[Collected data]
• • • • • • •
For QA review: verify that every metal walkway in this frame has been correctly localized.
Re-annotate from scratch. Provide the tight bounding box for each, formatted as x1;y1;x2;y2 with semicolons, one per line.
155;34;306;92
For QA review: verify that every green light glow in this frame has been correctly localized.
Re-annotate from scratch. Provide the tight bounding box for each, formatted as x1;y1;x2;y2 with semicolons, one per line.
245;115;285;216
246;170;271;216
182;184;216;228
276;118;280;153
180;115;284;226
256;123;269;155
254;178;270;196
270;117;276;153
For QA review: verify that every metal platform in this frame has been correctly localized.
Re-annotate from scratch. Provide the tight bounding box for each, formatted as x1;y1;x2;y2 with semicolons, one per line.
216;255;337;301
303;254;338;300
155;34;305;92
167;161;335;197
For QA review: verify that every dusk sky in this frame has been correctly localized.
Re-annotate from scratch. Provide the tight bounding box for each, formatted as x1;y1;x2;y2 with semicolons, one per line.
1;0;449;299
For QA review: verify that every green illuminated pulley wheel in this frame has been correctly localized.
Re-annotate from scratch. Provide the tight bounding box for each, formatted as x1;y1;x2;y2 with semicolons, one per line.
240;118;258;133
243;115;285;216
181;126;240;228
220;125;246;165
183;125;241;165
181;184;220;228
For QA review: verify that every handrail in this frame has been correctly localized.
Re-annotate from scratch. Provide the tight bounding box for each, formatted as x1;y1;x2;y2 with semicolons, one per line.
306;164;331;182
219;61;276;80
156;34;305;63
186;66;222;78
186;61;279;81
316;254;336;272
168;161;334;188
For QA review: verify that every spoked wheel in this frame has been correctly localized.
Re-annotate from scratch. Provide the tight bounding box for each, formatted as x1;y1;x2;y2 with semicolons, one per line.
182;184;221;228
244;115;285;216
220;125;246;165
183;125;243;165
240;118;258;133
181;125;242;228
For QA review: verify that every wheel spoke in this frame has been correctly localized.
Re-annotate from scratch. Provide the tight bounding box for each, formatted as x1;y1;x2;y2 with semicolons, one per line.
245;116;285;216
• • • • • • •
What to work on
Print the records once more, exactly as they were given.

Result
For QA review: verify that every metal walkway in this frame has been correctly localized.
Re-annotate from scratch. Provide the tight bounding box for each, formatted as x1;y1;x2;y2 with semicolons, one per line.
155;34;306;92
For QA review: verify that every green light glow in this frame has been correctly localized.
Re-annotate from scratch. Provide the tight bounding box for each, formatted as x1;y1;x2;y2 with semicolons, one per line.
245;115;285;216
246;170;271;216
182;184;216;228
276;118;280;153
180;115;284;226
256;123;269;155
254;178;270;196
270;117;276;153
For QA review: verify that every metal platform in this frame has been correctly localized.
Re-annotate from scratch. Provide the tight bounding box for each, formatted as x1;y1;x2;y2 with semicolons, one per line.
216;255;337;301
303;254;338;300
155;34;305;92
167;161;335;197
For QA review: verify that every dusk sky in this frame has been correctly localized.
Re-annotate from scratch. Provide the tight bounding box for each, formatted as x1;y1;x2;y2 with semicolons, one per line.
1;0;449;299
For QA review: verify that every green illuminated pulley wheel in this frame has been correctly localized.
Re-annotate from scratch. Provide the tight bounding box for each, formatted as x1;y1;x2;y2 with semicolons, one per line.
240;118;258;133
243;115;285;216
181;126;240;228
220;125;246;165
183;125;241;165
181;184;220;228
For QA review: verify that every handrail in this frame has been correctly localized.
Re-annotate from scratch. Provide the tight bounding box for each, formatted as x1;y1;x2;y2 with semicolons, one per line.
306;164;331;182
219;61;276;80
156;34;305;63
186;66;222;78
186;61;279;81
316;254;336;272
168;161;334;188
For QA review: verify that every spoked wheel in this frame has been correctly localized.
Re-annotate from scratch. Provide the tight bounding box for each, formatted as x1;y1;x2;y2 with semicolons, one per line.
182;184;221;228
244;115;285;216
220;125;246;165
183;125;243;165
240;118;258;133
181;125;242;228
For QA review: verify that every wheel spoke in this frame has been correctly localized.
Re-annotate from scratch. Provide the tight bounding box for each, formatted as x1;y1;x2;y2 with semicolons, one per line.
245;116;285;216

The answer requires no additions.